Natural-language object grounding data
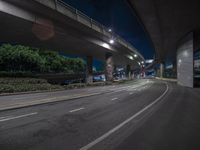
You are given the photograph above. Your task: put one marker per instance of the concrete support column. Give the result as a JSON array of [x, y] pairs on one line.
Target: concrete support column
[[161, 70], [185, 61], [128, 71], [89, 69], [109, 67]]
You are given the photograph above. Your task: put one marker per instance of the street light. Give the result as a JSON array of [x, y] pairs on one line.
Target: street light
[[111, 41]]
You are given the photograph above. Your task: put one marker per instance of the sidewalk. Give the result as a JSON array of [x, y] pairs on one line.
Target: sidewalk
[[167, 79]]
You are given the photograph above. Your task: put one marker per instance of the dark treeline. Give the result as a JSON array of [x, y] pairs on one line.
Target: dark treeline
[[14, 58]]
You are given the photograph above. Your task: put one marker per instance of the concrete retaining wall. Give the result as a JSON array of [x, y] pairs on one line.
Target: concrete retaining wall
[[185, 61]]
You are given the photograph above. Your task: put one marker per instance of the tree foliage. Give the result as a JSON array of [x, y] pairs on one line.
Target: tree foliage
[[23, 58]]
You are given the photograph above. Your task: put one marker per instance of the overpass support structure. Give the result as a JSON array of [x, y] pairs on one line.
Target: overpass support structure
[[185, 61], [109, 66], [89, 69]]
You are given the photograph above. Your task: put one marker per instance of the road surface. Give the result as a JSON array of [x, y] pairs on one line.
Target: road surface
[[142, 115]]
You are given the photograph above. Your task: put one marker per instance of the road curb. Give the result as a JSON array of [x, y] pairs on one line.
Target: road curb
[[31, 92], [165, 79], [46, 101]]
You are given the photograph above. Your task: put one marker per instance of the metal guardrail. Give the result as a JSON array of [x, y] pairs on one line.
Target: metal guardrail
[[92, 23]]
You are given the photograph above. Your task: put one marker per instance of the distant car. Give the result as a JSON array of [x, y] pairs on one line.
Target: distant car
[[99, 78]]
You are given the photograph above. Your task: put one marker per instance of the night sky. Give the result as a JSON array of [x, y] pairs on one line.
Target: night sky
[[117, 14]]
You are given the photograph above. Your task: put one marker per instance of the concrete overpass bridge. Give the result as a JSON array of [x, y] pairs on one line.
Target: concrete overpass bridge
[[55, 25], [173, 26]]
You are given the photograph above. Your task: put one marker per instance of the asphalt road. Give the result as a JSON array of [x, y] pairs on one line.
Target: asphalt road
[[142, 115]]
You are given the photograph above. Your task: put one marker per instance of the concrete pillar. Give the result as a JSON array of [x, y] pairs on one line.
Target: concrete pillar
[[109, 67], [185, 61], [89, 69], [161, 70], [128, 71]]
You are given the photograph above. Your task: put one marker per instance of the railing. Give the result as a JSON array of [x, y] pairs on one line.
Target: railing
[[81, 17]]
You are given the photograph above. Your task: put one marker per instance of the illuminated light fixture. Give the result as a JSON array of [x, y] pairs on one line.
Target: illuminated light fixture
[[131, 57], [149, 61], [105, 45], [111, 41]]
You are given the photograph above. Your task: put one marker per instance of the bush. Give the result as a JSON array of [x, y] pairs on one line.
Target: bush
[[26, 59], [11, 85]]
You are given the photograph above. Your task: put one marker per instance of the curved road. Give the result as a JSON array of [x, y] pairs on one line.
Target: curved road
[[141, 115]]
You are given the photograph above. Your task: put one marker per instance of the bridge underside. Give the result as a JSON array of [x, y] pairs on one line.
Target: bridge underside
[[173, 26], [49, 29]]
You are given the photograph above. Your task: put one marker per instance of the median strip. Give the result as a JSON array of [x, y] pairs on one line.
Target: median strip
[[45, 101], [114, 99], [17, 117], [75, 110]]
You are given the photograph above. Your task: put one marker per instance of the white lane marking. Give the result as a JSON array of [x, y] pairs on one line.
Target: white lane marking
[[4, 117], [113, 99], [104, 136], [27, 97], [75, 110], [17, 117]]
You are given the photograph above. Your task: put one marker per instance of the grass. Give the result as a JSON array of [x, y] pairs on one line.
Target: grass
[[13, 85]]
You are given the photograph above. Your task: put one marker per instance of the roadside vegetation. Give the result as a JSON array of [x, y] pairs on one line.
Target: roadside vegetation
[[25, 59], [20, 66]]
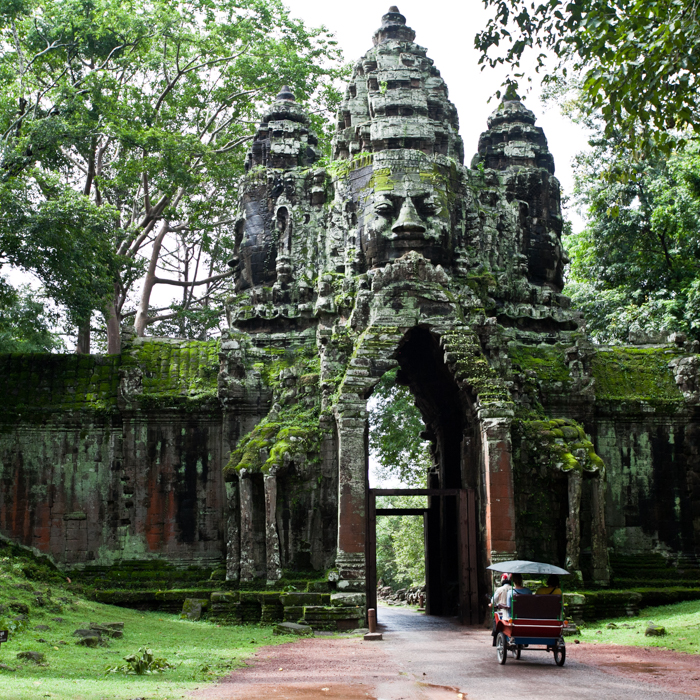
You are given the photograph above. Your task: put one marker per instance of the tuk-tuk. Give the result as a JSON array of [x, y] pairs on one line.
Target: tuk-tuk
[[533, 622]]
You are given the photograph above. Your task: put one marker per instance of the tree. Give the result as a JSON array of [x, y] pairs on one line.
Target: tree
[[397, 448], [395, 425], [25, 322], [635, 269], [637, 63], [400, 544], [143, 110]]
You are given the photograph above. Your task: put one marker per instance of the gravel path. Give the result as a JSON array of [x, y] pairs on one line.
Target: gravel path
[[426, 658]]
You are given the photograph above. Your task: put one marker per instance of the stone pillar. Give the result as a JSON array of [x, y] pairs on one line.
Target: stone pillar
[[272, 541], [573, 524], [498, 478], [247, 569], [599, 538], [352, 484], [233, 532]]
--
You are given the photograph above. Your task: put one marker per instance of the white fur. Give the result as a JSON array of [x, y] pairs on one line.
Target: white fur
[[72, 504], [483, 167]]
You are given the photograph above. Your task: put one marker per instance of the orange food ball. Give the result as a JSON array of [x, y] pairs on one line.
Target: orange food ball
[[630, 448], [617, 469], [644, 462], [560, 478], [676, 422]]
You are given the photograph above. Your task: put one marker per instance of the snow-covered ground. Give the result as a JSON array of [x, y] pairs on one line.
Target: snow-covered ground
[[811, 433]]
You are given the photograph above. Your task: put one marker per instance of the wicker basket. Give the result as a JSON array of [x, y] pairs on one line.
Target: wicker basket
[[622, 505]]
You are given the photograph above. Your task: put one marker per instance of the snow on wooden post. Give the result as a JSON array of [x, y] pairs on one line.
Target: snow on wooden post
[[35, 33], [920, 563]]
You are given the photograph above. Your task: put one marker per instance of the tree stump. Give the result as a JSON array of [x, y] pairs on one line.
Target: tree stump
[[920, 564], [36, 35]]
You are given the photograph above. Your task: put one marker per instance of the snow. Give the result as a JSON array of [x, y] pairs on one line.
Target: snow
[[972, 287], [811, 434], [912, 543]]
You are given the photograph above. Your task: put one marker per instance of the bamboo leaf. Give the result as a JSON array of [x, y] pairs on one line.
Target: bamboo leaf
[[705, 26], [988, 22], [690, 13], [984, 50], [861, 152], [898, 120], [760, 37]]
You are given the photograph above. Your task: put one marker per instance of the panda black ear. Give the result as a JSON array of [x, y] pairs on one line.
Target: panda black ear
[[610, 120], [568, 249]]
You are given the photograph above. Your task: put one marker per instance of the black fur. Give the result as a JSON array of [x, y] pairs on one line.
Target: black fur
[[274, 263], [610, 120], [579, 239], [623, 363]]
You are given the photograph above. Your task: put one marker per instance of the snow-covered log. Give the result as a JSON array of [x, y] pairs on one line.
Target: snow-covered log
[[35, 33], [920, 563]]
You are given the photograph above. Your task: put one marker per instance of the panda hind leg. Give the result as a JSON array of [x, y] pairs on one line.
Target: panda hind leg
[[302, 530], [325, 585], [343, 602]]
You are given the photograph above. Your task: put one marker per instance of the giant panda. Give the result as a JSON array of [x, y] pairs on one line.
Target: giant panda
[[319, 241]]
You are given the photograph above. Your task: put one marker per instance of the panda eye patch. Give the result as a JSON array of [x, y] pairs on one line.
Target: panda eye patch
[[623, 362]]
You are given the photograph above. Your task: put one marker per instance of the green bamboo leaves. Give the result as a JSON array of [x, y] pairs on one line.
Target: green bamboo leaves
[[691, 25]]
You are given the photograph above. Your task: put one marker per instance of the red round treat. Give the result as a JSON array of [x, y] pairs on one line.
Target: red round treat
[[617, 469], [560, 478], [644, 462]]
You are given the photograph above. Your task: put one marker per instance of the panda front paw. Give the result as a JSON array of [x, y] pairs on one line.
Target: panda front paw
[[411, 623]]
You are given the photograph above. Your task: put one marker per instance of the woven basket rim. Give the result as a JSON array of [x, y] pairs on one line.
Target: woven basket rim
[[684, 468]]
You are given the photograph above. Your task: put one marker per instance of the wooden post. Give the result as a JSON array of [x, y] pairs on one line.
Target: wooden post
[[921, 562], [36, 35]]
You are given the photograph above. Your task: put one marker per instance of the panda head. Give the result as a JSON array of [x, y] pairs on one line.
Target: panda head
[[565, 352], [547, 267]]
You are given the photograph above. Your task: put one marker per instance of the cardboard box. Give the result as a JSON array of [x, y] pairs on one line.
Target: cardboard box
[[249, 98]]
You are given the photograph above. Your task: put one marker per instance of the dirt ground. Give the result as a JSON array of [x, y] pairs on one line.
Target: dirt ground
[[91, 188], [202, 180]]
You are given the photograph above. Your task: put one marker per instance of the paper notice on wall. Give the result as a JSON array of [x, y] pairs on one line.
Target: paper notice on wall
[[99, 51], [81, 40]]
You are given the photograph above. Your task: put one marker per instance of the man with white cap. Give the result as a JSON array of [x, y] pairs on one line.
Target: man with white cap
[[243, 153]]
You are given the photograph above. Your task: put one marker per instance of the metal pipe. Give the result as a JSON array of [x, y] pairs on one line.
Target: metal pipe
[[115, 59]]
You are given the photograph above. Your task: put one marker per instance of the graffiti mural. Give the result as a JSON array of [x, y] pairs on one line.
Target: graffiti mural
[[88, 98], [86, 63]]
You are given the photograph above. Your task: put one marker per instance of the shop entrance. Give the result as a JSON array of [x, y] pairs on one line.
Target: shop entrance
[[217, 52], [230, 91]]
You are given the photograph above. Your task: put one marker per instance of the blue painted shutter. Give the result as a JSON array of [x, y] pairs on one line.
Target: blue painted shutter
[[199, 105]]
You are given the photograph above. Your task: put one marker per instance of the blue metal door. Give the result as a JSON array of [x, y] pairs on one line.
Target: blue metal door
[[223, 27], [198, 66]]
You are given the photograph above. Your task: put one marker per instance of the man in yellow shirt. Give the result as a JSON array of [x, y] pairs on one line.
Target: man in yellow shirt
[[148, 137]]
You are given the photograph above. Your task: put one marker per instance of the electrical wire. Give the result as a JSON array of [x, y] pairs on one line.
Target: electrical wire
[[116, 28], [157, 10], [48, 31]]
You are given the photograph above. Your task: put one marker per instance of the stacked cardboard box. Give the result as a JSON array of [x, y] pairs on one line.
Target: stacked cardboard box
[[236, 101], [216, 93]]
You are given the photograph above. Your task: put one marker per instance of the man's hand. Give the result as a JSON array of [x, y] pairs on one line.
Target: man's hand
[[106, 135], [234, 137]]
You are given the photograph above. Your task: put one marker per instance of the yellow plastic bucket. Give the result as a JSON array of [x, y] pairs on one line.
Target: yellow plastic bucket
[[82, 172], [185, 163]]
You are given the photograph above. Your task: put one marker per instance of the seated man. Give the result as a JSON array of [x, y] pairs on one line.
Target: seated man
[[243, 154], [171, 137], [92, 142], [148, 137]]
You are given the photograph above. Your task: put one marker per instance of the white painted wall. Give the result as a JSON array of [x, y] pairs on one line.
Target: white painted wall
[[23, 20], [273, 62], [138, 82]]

_Assigned task_. Set down, unchanged, only those lines above that fall between the line with "Target: panda head" and the line with "of the dirt", the two end lines included.

_Exercise output_.
Target: panda head
[[565, 352], [547, 267]]
You are given the photograph above. Your task: put one marker per instance of the cardboard box. Give the result as a JSON array of [x, y] pairs on one line.
Target: cardboard box
[[249, 98]]
You are given the photograph above. Your task: put one marker per instance of the dirt ground. Give the result as a JSON array of [x, y] pairs on one line.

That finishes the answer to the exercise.